Но даже независимо от предписаний свыше, еще до принятия многочисленных законов Индий испанские колониальные власти, конкистадоры и миссионеры начали активно контактировать с индейцами и включать их в орбиту своей цивилизации. Это заявление не очень вяжется с фактом почти поголовного истребления аборигенов Антильских островов, однако именно эта установка, воплощенная в духе того времени, привела к столь печальным последствиям. Собственно, официально провозглашенная задача конкисты - христианизация язычников - и предполагала контакт, а не отторжение. В этом состоит принципиальное отличие испанской конкисты от колонизации Америки англичанами французами, которые такую задачу не ставили, на глубокий контакт с аборигенами не шли, а просто вытесняли их с принадлежавших им земель. Что касается испанских конкистадоров, то они могли быть сколь угодно жестоки по отношению индейцам, демонстрировать религиозный фанатизм, но в их писаниях не найти откровенно расистских пассажей. Именно их расовая терпимость, очень необычная для того времени, привела к созданию метисных латиноамериканских этносов. [12]

Целью конкисты официально являлась христианизация. Более того, благодаря усилиям Бартоломе де Лас Касаса и других испанских гуманистов была провозглашена политика ненасильственной христианизации. Установка на контакт с аборигенами, ставшая важнейшей чертой испанской конкисты, с одной стороны, сдерживала религиозный фанатизм, а с другой - питала и развивала генетически свойственную испанцам расовую терпимость и открытость для взаимодействия с другими культурами.

Нужно отметить, что когда католические короли продали в рабство индейцев, которых Колумб привез из второй экспедиции, то буквально на следующий день засомневались, хорошо ли они поступили, и адресовали свои сомнения теологам и юристам. Те посовещались и дали ответ: нет, нехорошо, Ваши Высочества, и тогда их Высочества выкупили индейцев и за свой счет отправили их назад на Эспаньолу. Но это еще не все: в 1605 г. испанские колониальные власти разыскали наследников императора ацтеков Моктесумы и предложили им подписать отказ от всех прав и притязаний на Мексику, взамен чего им была обещана рента: деньги исправно выплачивались до 1820 г., когда Мексика обрела независимость.[13]

Итак, с открытием Нового Света перед испанской короной встал ряд моральных, религиозных и политических вопросов. Прежде всего, кто такие туземцы и как к ним относиться? Они - потомки одного из колен израилевых или полулюди-полузвери? Надо ли их причащать и обращать в христианство? Можно ли их учить? Следует ли королю признать их своими подданными? Дозволено ли продавать их в рабство? Имеют ли испанцы право брать туземные территории в свое владение и лишать власти правителей, или речь может идти только о христианизации?

ЗАДАНИЕ: Перепишите фрагмент отрывка о конкисте, который начинается словами "Целью конкисты официально" и заканчивается словами "с другими культурами.". Замените в нем "расовую терпимость" на "расовую толерантность".

Записи с разметкой координат
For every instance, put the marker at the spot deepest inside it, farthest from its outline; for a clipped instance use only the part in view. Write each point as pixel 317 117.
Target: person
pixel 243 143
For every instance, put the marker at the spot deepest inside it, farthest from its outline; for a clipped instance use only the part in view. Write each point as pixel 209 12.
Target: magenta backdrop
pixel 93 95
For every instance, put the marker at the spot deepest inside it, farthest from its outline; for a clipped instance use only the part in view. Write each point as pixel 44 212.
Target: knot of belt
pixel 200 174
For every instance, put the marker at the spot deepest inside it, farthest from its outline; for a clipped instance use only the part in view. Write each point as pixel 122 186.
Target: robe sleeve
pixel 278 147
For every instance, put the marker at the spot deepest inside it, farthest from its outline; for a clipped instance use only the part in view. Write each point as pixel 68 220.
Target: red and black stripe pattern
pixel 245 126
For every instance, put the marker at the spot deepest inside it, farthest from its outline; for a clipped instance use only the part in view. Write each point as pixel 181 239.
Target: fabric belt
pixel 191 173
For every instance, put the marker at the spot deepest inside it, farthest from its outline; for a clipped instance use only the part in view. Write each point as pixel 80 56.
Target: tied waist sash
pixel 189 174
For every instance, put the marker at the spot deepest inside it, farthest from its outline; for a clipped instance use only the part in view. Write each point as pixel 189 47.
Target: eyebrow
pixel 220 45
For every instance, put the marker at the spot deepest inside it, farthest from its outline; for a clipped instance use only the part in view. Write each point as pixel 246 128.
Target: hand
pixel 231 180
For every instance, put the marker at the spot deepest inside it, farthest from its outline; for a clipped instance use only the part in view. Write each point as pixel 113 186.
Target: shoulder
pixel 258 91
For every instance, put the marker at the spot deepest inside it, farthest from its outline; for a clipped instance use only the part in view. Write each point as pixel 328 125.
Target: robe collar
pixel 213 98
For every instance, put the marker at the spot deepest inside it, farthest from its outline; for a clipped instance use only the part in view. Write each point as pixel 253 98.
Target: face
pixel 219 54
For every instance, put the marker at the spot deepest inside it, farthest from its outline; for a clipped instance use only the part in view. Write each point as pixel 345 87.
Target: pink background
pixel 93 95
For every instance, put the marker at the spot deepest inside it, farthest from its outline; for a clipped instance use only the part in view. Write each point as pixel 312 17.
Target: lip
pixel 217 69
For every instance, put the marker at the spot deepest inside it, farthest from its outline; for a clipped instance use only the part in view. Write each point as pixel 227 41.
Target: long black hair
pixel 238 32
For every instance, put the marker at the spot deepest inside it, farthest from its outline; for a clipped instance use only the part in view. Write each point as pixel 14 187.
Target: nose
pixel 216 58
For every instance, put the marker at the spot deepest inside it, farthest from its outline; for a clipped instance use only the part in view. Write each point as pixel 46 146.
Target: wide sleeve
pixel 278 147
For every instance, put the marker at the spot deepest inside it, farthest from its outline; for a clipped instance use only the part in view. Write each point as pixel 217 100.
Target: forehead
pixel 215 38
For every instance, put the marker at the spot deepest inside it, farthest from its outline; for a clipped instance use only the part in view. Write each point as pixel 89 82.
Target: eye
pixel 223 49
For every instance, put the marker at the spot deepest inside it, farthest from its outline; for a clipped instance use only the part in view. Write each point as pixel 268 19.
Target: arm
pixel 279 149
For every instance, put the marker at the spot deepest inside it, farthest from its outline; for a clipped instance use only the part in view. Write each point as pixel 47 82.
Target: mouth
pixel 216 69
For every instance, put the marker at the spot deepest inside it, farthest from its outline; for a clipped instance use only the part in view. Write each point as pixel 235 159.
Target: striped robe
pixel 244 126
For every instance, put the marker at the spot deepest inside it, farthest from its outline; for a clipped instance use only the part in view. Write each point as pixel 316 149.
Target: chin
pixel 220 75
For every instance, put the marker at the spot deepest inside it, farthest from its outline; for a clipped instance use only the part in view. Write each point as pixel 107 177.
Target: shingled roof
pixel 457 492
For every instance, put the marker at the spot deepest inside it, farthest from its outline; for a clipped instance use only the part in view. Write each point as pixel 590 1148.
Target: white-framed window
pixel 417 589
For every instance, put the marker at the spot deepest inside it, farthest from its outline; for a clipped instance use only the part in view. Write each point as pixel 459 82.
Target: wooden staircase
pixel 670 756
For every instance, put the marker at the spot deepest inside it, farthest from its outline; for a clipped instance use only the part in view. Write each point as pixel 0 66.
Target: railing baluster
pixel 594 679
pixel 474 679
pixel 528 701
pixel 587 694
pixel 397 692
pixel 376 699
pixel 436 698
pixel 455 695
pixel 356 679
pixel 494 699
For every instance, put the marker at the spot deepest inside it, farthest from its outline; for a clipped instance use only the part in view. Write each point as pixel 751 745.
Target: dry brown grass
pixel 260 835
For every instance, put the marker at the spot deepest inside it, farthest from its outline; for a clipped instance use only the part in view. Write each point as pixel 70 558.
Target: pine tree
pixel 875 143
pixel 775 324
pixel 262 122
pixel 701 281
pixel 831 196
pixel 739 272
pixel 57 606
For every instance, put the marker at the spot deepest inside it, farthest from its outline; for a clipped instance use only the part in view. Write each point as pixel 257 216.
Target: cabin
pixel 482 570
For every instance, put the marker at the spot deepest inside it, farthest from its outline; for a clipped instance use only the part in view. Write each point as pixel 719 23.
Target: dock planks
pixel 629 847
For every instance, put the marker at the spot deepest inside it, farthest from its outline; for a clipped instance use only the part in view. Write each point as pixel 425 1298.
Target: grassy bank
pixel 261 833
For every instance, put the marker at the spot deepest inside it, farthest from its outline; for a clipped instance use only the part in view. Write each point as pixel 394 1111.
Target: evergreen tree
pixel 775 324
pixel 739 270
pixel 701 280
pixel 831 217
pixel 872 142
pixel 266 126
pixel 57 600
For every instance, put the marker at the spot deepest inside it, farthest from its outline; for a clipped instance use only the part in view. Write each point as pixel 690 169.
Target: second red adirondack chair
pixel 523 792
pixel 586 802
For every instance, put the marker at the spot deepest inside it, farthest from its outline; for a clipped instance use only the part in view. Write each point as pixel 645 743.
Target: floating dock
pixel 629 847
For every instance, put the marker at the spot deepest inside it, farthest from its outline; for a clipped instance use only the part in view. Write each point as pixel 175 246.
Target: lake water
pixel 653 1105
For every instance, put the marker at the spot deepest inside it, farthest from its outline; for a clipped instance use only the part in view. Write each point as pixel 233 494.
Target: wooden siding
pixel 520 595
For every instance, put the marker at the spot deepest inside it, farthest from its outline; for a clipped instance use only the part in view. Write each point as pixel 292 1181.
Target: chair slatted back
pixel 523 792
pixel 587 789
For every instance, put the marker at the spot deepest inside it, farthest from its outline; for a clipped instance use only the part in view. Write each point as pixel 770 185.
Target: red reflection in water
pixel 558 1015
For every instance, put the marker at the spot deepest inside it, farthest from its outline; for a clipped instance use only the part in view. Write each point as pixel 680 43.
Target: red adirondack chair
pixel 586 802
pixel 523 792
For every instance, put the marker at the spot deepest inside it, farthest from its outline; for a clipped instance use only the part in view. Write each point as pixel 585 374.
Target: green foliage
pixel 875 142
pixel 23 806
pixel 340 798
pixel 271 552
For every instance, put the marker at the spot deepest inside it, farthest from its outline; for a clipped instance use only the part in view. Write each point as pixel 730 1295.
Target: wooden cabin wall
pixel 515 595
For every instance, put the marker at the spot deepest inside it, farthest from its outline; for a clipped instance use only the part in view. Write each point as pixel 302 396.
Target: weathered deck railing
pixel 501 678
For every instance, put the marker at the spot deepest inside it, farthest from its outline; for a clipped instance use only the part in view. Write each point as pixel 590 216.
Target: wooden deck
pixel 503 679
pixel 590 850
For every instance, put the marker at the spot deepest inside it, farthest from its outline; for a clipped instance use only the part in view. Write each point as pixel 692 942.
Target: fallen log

ПОЛНЫЙ ОТВЕТ:
Целью конкисты официально являлась христианизация. Более того, благодаря усилиям Бартоломе де Лас Касаса и других испанских гуманистов была провозглашена политика ненасильственной христианизации. Установка на контакт с аборигенами, ставшая важнейшей чертой испанской конкисты, с одной стороны, сдерживала религиозный фанатизм, а с другой - питала и развивала генетически свойственную испанцам расовую толерантность и открытость для взаимодействия с другими культурами.